-- RECORDS SHOWN start --

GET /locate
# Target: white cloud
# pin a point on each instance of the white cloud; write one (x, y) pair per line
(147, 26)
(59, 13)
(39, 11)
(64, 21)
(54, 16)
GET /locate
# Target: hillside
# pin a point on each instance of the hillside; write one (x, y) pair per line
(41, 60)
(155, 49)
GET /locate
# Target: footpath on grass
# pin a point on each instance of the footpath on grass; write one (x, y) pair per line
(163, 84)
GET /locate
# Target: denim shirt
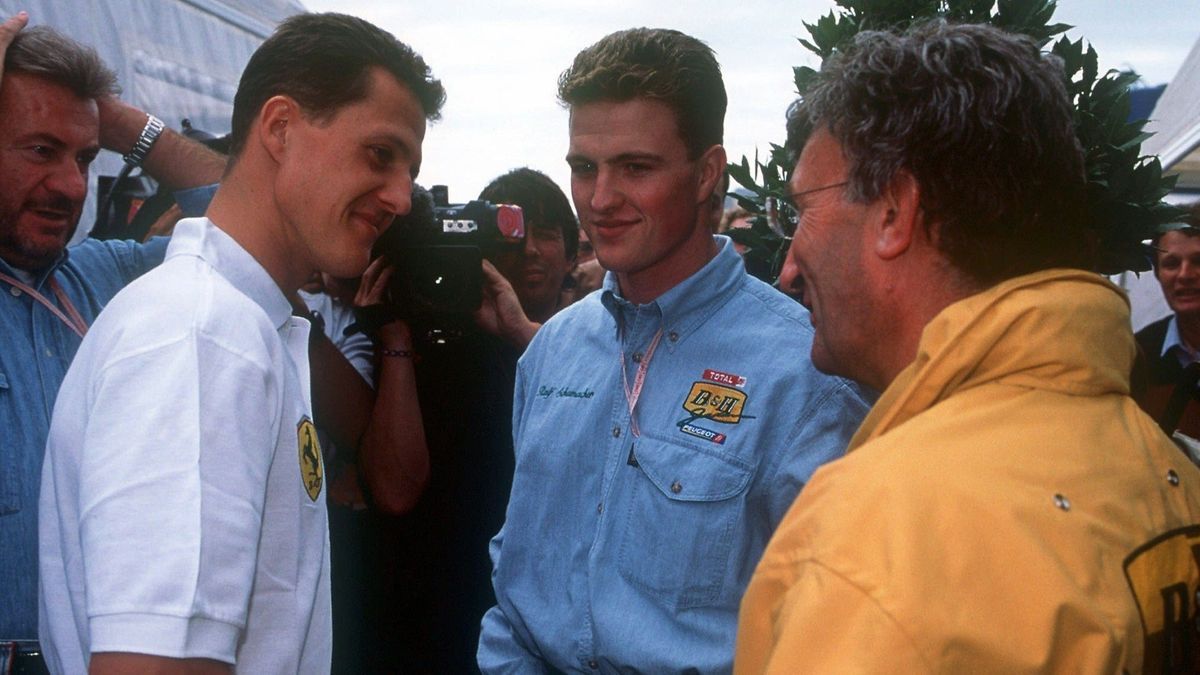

-- RECORDS SHOWN end --

■ WRITTEN REQUEST
Keep only the lines above that contain the string "instance", and treat uppercase and lowercase letters as different.

■ SOLUTION FOR THIS PROBLEM
# pin a point on each instance of the white cloud; write one (x, y) pair per line
# pin a point on each instance of the hillside; write one (x, y) pair per line
# pin a point on each instance of the footpath on grass; write one (x, y) pair per line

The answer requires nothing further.